Problem to solve -
Answer these questions using the blog post about a mother's morning rituals:
1. What was T.J.'s only request of the day?
2. What color was the background of the daisy plates at Home Goods?
3. Which brand of ground coffee did the mother use?

Tuesday, April 27, 2010

did you ever have a day where  something kept repeating throughout the day. colors are it today....shades of blue. funny how that happens.  sometimes it's a word that i hear again and again.  maybe it's a name, a town i've never heard of or a place, vacation destination or a restaurant. funny.
today, my e-bay keeps popping up on the screen...today must be a blue day....people are looking at blue....evne my blue willow sugar bowl, and antique.
go figure.
today has been much more quiet than yesterday. 
t.j.'s only request of the day was "soup". campbells. i think it's called soup to go.  

do you ever remember moments?  just moments....but specific moments?

t.j. can't chew very well with his braces...drinking microwave soup from the container is a long way from my father's biggest pet peeve, pushing the soup spoon away from you when you take a spoonful of soup.  i remember where we were, in our breakfast room, my dad was facing the window and the window was at my left. i had tomato soup for the first time and he told me it was his favorite. go figure.

did you ever have a recurring theme in your life...ever?  i have lots.


did you ever see something that reminds you of someone you love...just something little.  


one day while moseying through home goods, i came upon a whole display of summer plates...daisy plates. i thought of my mom...she would have loved the turquoise background and great daisies splashed all over the plates! she loved daisies.  i love daisies. 


i've been noticing lots of mom things.  i do all of the time.  certain things.  some jump out at me like daisies.  others are more quiet...like when i pull off the yellow/brownish leaves off of her geraniums.  always geranium pink, she would quietly gather the recalcitrant leaves and listen to her 40's tunes  on the radio, sometimes a bit crackly...i think of how she loved to poke at her plants...quietly....dressed
up, in her nightgown after her coffee and toast and orange juice and bit of crumb cake.  medicine for her arthritis was a part of the morning ritual.


rituals.  she thrived on those rituals....breakfast and the morning in general was big in the ritual department.


i can remember every detail of her day.  she progressed through her morning in a very specific order. there was a predictability about those mornings. even grace and t.j. knew how she rolled in the mornings!


maxwell house ground coffee.


tropicana o.j.
ground coffee in mr.coffee coffee maker.


orange juice. tropicana.
while the coffee is brewing, she took her arthritis medicine and her aspirin. she stood at the kitchen sink and drank out of a small glass cup, placed the cup on the counter, poured her o.j. into the cup.
next stop.  run the  stengl coffee cup under hot water, pour the mr. coffee into warmed up cup. sit at the kitchen table with the coffee...take one sterling teaspoon of sugar, stir and sip. then, she would open her new york times....and slowly  sip her coffee. oh! wait! i forgot her toast...her whole morning was based on the perfect piece of cinnamon toast.
her toast would arrive at the table already buttered becasue apparently the toast would lose heat in the travel time.  this process was  well thought out. she sat at the table and crunched into the perfectly browned pepperidge farm cinnamon raisin toast, sip coffee, read paper, sip coffee, finish toast....pour new coffee and carry her small piece of crumb cake to the table and butter it...sip coffee and bite.


the dishes in the sink, wash the dishes, clean the sink was another long process.
shopping was a big part of her process.  here goes,,,,

sorry i'm having a tough time getting my pics tonight...i'm falling asleep. this late night blogging and e-bay is exhausting!


sorry for the mixed up story...my eyes are literally closing!

Collected data -
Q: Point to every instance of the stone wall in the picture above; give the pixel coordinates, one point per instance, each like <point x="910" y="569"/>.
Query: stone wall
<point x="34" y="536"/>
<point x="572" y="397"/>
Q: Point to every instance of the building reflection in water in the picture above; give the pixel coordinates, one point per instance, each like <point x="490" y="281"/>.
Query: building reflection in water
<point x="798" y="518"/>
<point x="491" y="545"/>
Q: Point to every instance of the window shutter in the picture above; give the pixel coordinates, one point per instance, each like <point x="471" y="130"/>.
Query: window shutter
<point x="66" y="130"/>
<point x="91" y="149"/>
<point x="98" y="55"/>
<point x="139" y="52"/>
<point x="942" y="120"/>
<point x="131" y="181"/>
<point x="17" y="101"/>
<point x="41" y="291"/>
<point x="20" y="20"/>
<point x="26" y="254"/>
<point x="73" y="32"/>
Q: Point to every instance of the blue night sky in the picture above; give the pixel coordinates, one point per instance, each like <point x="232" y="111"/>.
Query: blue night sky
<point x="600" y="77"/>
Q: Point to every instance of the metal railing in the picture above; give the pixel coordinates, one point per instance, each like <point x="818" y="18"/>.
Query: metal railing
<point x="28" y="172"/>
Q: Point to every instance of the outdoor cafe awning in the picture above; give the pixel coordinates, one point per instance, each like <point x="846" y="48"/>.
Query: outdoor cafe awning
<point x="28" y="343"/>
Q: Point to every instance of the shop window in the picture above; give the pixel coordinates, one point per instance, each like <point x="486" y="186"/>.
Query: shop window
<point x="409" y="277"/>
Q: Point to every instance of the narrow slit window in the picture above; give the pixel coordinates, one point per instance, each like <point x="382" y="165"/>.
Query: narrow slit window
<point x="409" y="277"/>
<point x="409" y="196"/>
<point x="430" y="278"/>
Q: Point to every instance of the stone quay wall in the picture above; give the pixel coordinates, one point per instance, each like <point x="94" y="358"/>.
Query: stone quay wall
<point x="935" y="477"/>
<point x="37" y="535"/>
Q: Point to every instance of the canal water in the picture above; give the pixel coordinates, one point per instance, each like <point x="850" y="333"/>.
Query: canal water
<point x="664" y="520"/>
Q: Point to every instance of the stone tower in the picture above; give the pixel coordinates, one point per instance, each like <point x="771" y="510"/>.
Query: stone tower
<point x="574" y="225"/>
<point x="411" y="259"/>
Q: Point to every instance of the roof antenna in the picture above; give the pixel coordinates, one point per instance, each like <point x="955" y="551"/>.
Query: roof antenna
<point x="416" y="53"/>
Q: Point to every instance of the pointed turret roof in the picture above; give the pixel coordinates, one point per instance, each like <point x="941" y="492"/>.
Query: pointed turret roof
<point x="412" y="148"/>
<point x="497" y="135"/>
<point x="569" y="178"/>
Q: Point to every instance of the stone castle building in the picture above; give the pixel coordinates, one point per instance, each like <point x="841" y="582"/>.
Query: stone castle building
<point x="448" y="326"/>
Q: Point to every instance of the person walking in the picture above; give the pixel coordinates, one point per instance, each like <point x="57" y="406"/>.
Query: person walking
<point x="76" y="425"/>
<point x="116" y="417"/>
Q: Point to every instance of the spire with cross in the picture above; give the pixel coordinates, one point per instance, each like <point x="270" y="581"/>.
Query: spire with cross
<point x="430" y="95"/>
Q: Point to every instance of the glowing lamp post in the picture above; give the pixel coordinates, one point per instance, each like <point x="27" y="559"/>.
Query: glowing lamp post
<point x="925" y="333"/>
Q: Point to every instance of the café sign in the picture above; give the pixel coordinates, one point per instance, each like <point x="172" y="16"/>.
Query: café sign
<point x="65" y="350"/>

Response to the task -
1. Soup (Campbell's)
2. Turquoise
3. Maxwell House